Travail à réaliser —
Recopiez à l'identique le passage du texte sur Hakim Gaouaoui qui commence à « Hakim Gaouaoui possède » et se termine à « à chaque fois. ».

Texte sélectionné —
--------------------------------

Hakim Gaouaoui possède huit restaurants dans les Hauts-de-Seine (bientôt dix). Pour ce self made man, patron des Bistrots Pas-Parisiens - 30 millions de chiffre d’affaire prévisionnel pour 2020 -, hors de question de développer ses affaires à Paris. La banlieue, c’est son terrain de jeux. Et il gagne à chaque fois.
Pas Parisiens
« On a sorti les Hauts-de-Seine du no man’s land », analyse fièrement Hakim Gaouaoui, propriétaire de huit bistrots situés dans le riche département de l’ouest parisien. Assis devant la baie vitrée de la grande salle du Là-haut (à Suresnes), face à la Défense, l’homme, aussi élégant et chaleureux que ses restaurants, rejoue avec plaisir le film de sa vie professionnelle. Suresnois de naissance, il a franchi toutes les étapes de la restauration avant de devenir l’un des acteurs principaux du dynamisme de la région avec les établissements Macaille et Là-haut (Suresnes), Sapristi (Rueil-Malmaison), Saperlipopette (Puteaux), Splash (Asnières-sur-Seine), et quatre autres enseignes du groupe Bistrots Pas Parisiens. Pourtant, rien ne prédestinait ce fils de serrurier et d’assistante maternelle à être désigné chef d'entreprise de l'année 2019 par le prestigieux guide gastronomique Gault et Millau.

--------------------------------

Données affichées —
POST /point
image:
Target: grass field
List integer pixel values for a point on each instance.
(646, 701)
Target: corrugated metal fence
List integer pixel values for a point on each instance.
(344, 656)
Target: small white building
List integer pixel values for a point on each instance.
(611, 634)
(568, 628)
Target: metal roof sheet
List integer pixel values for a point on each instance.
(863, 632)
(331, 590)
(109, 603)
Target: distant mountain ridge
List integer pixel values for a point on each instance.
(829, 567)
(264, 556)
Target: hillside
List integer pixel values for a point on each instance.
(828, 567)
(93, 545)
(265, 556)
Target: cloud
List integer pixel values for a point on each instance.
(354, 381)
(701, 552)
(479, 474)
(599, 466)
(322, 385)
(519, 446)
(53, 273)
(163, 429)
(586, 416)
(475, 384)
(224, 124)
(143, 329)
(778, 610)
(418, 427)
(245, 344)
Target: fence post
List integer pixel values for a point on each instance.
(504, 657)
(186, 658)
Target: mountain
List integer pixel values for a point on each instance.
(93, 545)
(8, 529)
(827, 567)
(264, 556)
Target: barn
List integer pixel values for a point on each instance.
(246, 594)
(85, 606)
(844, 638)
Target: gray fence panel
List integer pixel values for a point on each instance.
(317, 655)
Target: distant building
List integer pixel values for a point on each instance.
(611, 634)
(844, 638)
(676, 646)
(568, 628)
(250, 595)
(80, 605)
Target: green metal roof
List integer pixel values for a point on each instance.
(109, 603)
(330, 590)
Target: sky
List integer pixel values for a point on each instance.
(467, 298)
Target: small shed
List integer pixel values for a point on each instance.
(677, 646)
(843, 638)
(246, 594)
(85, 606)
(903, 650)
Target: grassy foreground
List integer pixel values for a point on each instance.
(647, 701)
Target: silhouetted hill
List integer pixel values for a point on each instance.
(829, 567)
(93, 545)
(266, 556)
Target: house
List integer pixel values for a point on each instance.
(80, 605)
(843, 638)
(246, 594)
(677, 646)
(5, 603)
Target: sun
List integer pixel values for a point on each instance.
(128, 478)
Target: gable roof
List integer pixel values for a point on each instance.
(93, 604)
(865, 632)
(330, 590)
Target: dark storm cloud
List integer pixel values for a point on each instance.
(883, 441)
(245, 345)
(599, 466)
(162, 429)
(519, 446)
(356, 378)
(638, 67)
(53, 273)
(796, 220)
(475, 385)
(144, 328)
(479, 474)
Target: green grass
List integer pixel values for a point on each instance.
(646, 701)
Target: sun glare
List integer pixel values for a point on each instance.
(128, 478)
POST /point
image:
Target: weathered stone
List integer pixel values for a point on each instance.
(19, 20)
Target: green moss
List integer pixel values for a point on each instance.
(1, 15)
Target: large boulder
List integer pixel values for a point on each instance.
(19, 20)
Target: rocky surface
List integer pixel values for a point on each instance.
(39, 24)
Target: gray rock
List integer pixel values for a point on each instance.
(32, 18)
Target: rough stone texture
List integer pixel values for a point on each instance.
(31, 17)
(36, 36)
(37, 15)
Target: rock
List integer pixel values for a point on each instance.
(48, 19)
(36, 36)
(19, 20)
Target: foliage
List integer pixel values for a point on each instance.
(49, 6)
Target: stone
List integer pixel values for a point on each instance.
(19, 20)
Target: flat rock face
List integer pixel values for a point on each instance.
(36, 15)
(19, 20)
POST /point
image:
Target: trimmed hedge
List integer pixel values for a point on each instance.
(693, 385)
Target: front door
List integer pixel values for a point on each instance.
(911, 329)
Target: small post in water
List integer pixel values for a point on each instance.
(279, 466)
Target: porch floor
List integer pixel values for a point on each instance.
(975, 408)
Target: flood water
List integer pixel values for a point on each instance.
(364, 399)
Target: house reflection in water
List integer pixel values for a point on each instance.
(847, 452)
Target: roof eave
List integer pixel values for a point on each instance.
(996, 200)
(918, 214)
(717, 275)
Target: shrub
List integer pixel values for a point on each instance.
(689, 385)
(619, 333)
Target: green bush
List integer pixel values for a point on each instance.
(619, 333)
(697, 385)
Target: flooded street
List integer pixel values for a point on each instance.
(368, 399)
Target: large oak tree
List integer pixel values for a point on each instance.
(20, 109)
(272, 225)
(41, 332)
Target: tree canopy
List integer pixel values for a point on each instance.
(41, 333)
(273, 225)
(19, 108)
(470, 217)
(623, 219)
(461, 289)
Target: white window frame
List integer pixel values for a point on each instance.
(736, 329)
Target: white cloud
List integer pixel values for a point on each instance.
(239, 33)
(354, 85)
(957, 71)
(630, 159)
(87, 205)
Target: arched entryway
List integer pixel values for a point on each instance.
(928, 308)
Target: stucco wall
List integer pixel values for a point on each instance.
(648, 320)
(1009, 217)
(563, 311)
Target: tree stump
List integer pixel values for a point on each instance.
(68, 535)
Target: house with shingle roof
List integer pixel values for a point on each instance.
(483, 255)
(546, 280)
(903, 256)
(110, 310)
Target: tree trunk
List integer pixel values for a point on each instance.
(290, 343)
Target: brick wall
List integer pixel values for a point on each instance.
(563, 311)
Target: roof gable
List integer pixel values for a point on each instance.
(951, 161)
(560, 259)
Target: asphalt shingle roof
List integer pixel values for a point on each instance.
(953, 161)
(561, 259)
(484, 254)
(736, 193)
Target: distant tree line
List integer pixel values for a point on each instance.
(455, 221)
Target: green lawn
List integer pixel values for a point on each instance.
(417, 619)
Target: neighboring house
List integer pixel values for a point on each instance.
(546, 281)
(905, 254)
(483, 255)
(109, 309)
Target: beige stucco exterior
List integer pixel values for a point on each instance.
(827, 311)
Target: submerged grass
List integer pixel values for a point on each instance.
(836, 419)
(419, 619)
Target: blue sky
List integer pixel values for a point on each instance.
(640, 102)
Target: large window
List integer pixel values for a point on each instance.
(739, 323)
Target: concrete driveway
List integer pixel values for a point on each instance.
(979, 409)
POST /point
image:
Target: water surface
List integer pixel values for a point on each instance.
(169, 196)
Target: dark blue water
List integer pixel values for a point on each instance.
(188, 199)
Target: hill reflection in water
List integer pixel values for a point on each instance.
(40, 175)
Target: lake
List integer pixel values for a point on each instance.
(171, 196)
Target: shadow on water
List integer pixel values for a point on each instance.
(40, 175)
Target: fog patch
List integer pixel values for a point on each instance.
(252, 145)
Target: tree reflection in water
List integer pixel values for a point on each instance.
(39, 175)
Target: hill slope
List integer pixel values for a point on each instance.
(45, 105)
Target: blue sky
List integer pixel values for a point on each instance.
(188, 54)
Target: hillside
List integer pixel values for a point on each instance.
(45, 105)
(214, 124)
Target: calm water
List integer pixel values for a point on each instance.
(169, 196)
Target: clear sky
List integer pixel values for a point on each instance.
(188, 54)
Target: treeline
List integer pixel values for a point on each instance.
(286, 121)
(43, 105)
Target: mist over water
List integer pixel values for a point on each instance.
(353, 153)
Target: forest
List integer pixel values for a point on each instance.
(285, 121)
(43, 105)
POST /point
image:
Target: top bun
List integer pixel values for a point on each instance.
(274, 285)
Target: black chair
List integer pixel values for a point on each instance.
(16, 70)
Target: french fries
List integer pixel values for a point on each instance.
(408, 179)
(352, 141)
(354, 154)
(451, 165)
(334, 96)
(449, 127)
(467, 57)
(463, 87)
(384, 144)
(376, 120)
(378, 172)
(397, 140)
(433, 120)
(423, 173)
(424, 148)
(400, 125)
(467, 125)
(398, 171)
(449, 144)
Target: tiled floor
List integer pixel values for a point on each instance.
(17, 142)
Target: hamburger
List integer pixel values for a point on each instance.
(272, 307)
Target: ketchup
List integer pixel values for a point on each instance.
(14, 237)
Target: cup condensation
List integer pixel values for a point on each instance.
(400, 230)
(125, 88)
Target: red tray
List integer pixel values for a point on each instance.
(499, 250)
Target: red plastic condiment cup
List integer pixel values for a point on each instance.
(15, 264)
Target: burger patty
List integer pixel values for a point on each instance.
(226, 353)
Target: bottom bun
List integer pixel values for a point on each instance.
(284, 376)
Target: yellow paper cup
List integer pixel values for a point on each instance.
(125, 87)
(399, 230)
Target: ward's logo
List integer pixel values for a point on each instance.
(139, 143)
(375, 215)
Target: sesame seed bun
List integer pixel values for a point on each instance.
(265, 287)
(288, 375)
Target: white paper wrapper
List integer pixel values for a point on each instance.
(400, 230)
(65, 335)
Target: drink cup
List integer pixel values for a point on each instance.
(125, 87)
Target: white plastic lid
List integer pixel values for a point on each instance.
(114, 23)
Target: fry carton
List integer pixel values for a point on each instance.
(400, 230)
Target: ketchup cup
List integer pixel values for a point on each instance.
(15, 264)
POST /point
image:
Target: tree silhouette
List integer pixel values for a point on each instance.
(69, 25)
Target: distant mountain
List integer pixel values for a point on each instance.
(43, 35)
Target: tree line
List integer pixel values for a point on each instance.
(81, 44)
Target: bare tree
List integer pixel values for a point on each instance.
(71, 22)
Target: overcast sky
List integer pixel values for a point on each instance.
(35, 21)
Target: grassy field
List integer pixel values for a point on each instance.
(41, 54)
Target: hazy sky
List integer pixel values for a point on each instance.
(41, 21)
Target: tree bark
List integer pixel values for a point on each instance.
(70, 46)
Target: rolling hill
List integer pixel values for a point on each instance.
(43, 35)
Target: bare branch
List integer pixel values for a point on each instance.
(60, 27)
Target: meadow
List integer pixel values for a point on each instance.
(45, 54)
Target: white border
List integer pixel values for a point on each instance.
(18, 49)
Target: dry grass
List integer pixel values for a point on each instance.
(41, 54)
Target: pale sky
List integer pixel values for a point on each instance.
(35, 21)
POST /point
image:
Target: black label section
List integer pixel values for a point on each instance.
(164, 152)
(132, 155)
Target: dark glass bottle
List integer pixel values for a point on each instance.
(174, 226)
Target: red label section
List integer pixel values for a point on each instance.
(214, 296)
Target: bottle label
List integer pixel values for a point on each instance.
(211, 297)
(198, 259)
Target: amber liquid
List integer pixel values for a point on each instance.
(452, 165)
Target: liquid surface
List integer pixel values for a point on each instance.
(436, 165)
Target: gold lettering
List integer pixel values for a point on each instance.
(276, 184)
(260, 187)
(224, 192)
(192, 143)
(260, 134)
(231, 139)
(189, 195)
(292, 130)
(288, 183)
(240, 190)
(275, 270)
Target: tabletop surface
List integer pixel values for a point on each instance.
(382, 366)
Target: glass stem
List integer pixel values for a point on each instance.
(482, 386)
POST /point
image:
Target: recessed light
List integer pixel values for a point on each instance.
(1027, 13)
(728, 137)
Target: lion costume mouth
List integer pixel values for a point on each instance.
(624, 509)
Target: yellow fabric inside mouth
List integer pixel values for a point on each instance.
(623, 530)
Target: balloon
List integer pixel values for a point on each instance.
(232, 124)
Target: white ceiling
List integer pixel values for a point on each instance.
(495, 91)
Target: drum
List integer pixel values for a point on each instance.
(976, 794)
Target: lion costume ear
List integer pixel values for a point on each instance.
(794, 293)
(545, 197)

--------------------------------

Résultat obtenu —
Hakim Gaouaoui possède huit restaurants dans les Hauts-de-Seine (bientôt dix). Pour ce self made man, patron des Bistrots Pas-Parisiens - 30 millions de chiffre d’affaire prévisionnel pour 2020 -, hors de question de développer ses affaires à Paris. La banlieue, c’est son terrain de jeux. Et il gagne à chaque fois.